ABOUT THIS EXERCISE:
Give back exactly the lines from the one containing "Target: dry grass clump" through the end of the records, including both, and no others.

[Natural language region descriptions]
****************************************
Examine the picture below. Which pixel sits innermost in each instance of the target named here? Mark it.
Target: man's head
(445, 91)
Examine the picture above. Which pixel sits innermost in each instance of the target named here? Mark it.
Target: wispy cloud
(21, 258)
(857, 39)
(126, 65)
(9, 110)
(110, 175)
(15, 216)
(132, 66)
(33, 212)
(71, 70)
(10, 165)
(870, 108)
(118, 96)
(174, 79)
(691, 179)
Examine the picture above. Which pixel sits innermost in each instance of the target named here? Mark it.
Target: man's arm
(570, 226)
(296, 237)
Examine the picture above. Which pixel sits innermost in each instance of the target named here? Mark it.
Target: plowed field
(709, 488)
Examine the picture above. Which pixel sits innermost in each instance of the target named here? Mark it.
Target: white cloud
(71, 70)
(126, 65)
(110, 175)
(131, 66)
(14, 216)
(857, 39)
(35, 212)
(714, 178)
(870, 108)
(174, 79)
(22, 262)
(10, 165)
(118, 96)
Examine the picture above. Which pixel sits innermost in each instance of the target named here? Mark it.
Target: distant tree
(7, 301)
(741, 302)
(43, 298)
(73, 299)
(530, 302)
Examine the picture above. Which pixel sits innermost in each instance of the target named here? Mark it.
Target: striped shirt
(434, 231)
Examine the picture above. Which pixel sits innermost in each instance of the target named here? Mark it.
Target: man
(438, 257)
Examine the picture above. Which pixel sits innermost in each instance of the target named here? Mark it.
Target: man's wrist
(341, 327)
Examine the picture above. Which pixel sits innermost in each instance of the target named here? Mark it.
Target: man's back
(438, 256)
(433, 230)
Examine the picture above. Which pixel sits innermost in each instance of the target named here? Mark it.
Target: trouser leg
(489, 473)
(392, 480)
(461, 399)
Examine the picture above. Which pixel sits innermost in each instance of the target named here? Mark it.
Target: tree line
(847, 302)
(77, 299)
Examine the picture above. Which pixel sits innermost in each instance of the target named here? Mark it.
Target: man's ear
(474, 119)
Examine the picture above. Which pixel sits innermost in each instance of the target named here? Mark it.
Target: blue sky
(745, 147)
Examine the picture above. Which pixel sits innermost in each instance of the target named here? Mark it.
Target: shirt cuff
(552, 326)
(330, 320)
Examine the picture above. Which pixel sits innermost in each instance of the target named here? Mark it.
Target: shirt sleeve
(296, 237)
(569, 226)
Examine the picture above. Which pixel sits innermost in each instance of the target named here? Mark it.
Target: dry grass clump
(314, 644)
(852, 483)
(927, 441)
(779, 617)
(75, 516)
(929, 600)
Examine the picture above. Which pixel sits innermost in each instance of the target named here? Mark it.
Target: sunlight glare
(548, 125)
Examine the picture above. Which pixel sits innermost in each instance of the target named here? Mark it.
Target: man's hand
****************************************
SOLVED EXERCISE:
Target: dry grass clump
(314, 644)
(852, 483)
(927, 441)
(779, 617)
(75, 516)
(929, 600)
Examine the picture above. Which pixel sits innermost in each instance of the target named here? Mark it.
Target: sunlight glare
(548, 125)
Examine the picture above. Which pixel sits innermost in each instance of the target named here? Mark it.
Target: man's hand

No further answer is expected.